◆ Request ◆
Render every one of these lines as a JSON list of strings, one string per line, leaving out any blank lines.

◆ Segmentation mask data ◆
──────────
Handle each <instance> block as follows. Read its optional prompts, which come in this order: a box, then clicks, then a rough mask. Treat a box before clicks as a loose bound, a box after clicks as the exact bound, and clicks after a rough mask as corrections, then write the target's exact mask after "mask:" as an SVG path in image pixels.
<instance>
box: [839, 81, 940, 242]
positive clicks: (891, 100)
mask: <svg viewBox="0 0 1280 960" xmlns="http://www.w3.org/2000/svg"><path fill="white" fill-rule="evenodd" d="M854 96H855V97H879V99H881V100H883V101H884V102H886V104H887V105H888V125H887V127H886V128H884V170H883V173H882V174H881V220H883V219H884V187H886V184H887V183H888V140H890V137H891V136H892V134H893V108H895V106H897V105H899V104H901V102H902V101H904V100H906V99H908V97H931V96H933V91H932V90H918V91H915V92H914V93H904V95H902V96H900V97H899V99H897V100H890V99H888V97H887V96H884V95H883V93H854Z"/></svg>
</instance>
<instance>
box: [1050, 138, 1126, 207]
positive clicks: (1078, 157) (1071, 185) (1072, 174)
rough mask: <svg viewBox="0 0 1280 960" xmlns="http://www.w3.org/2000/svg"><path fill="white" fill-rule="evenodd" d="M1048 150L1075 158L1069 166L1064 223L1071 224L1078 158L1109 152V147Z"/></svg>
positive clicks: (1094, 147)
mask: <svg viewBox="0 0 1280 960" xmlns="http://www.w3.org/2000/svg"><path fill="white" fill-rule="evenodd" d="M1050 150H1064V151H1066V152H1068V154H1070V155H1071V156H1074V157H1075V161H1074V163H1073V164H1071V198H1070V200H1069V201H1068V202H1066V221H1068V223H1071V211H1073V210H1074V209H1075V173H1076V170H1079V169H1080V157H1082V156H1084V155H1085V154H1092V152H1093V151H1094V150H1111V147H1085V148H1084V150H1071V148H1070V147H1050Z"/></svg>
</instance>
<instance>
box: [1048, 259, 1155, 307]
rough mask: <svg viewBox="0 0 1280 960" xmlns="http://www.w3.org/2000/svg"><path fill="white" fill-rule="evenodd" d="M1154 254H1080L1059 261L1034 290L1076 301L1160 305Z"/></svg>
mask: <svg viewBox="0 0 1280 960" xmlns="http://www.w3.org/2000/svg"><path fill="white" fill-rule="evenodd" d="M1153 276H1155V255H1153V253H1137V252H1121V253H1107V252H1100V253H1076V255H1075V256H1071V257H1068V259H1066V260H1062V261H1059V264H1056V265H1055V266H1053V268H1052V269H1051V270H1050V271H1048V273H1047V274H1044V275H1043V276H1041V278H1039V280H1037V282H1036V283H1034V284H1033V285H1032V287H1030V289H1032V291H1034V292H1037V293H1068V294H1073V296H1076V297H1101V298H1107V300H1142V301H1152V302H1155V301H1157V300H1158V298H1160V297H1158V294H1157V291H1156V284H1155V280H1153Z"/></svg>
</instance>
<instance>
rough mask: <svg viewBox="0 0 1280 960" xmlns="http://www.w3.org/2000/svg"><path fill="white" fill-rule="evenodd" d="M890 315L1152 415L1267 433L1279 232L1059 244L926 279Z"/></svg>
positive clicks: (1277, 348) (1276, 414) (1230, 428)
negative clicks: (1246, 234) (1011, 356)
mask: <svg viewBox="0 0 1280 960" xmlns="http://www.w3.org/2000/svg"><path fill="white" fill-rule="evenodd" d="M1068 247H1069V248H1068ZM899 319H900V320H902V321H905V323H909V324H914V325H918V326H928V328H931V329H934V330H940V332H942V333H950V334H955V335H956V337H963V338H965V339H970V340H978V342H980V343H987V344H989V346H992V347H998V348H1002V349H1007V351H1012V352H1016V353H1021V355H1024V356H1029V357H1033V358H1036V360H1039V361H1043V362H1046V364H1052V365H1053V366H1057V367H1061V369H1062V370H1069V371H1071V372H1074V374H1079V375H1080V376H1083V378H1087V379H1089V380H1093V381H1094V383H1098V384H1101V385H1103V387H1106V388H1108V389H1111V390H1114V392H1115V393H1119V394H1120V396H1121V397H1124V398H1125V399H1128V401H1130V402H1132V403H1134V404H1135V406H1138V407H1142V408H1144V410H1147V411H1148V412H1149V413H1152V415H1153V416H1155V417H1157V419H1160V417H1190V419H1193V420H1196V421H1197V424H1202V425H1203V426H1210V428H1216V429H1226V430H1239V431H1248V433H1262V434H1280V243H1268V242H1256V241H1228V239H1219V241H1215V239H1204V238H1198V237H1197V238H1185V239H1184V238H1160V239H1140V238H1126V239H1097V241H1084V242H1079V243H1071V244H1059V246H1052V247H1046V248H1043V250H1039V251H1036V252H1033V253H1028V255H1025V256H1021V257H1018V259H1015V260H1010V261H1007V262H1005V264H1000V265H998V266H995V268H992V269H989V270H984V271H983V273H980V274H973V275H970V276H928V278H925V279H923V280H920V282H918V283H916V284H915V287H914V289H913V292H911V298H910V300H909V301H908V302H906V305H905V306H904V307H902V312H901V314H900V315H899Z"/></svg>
──────────
◆ Response to this task ◆
[
  "Handle each <instance> block as follows. Read its optional prompts, which come in this order: a box, then clicks, then a rough mask. Treat a box before clicks as a loose bound, a box after clicks as the exact bound, and clicks after a rough mask as corrections, then write the target's exact mask after \"mask:\" as an SVG path in image pixels.",
  "<instance>",
  "box: [839, 81, 940, 242]",
  "positive clicks: (891, 100)",
  "mask: <svg viewBox=\"0 0 1280 960\" xmlns=\"http://www.w3.org/2000/svg\"><path fill=\"white\" fill-rule=\"evenodd\" d=\"M854 96H855V97H879V99H881V100H883V101H884V102H886V104H887V105H888V125H887V127H886V128H884V170H883V173H882V174H881V220H883V219H884V187H886V184H887V183H888V140H890V137H891V136H892V134H893V108H895V106H897V105H899V104H901V102H902V101H904V100H906V99H908V97H931V96H933V91H932V90H918V91H915V92H914V93H904V95H902V96H900V97H899V99H897V100H890V99H888V97H887V96H884V95H883V93H854Z\"/></svg>",
  "</instance>",
  "<instance>",
  "box: [1050, 138, 1126, 207]",
  "positive clicks: (1078, 157) (1071, 185) (1072, 174)",
  "rough mask: <svg viewBox=\"0 0 1280 960\" xmlns=\"http://www.w3.org/2000/svg\"><path fill=\"white\" fill-rule=\"evenodd\" d=\"M1048 150L1075 158L1069 166L1064 223L1071 224L1078 158L1109 152V147Z\"/></svg>",
  "positive clicks: (1094, 147)",
  "mask: <svg viewBox=\"0 0 1280 960\" xmlns=\"http://www.w3.org/2000/svg\"><path fill=\"white\" fill-rule=\"evenodd\" d=\"M1050 150H1064V151H1066V152H1068V154H1070V155H1071V156H1074V157H1075V161H1074V163H1073V164H1071V198H1070V200H1069V201H1068V202H1066V221H1068V223H1071V211H1073V210H1074V209H1075V173H1076V170H1079V169H1080V157H1082V156H1084V155H1085V154H1092V152H1093V151H1094V150H1111V147H1085V148H1084V150H1071V148H1070V147H1050Z\"/></svg>",
  "</instance>",
  "<instance>",
  "box: [1048, 259, 1155, 307]",
  "rough mask: <svg viewBox=\"0 0 1280 960\" xmlns=\"http://www.w3.org/2000/svg\"><path fill=\"white\" fill-rule=\"evenodd\" d=\"M1154 254H1080L1059 261L1034 290L1076 301L1160 305Z\"/></svg>",
  "mask: <svg viewBox=\"0 0 1280 960\" xmlns=\"http://www.w3.org/2000/svg\"><path fill=\"white\" fill-rule=\"evenodd\" d=\"M1153 276H1155V255H1153V253H1137V252H1121V253H1107V252H1100V253H1076V255H1075V256H1071V257H1068V259H1066V260H1062V261H1059V264H1056V265H1055V266H1053V268H1052V269H1051V270H1050V271H1048V273H1047V274H1044V275H1043V276H1041V278H1039V280H1037V282H1036V283H1034V284H1033V285H1032V287H1030V289H1032V291H1034V292H1037V293H1068V294H1073V296H1076V297H1101V298H1107V300H1142V301H1152V302H1155V301H1157V300H1158V298H1160V297H1158V294H1157V291H1156V284H1155V280H1153Z\"/></svg>",
  "</instance>",
  "<instance>",
  "rough mask: <svg viewBox=\"0 0 1280 960\" xmlns=\"http://www.w3.org/2000/svg\"><path fill=\"white\" fill-rule=\"evenodd\" d=\"M890 315L1152 415L1267 433L1279 232L1059 244L926 279Z\"/></svg>",
  "positive clicks: (1277, 348) (1276, 414) (1230, 428)",
  "negative clicks: (1246, 234) (1011, 356)",
  "mask: <svg viewBox=\"0 0 1280 960\" xmlns=\"http://www.w3.org/2000/svg\"><path fill=\"white\" fill-rule=\"evenodd\" d=\"M1068 247H1069V248H1068ZM899 319H900V320H902V321H905V323H909V324H914V325H918V326H928V328H931V329H934V330H940V332H942V333H950V334H955V335H956V337H963V338H965V339H970V340H978V342H980V343H987V344H989V346H992V347H998V348H1002V349H1007V351H1012V352H1016V353H1021V355H1024V356H1029V357H1033V358H1036V360H1039V361H1043V362H1046V364H1052V365H1053V366H1057V367H1061V369H1062V370H1069V371H1071V372H1074V374H1079V375H1080V376H1083V378H1087V379H1089V380H1093V381H1094V383H1098V384H1101V385H1103V387H1106V388H1108V389H1111V390H1114V392H1115V393H1119V394H1120V396H1121V397H1124V398H1125V399H1128V401H1130V402H1132V403H1134V404H1135V406H1138V407H1142V408H1144V410H1147V411H1148V412H1149V413H1152V415H1153V416H1155V417H1157V419H1160V417H1190V419H1193V420H1196V421H1197V424H1202V425H1203V426H1210V428H1216V429H1226V430H1239V431H1248V433H1262V434H1280V243H1268V242H1256V241H1228V239H1219V241H1215V239H1204V238H1198V237H1197V238H1185V239H1184V238H1160V239H1140V238H1126V239H1097V241H1084V242H1079V243H1071V244H1059V246H1052V247H1046V248H1043V250H1039V251H1036V252H1033V253H1028V255H1025V256H1021V257H1018V259H1015V260H1010V261H1007V262H1005V264H1000V265H998V266H995V268H992V269H989V270H984V271H983V273H980V274H973V275H970V276H928V278H925V279H923V280H920V282H918V283H916V284H915V287H914V289H913V292H911V298H910V300H909V301H908V302H906V305H905V306H904V307H902V312H901V314H900V315H899Z\"/></svg>"
]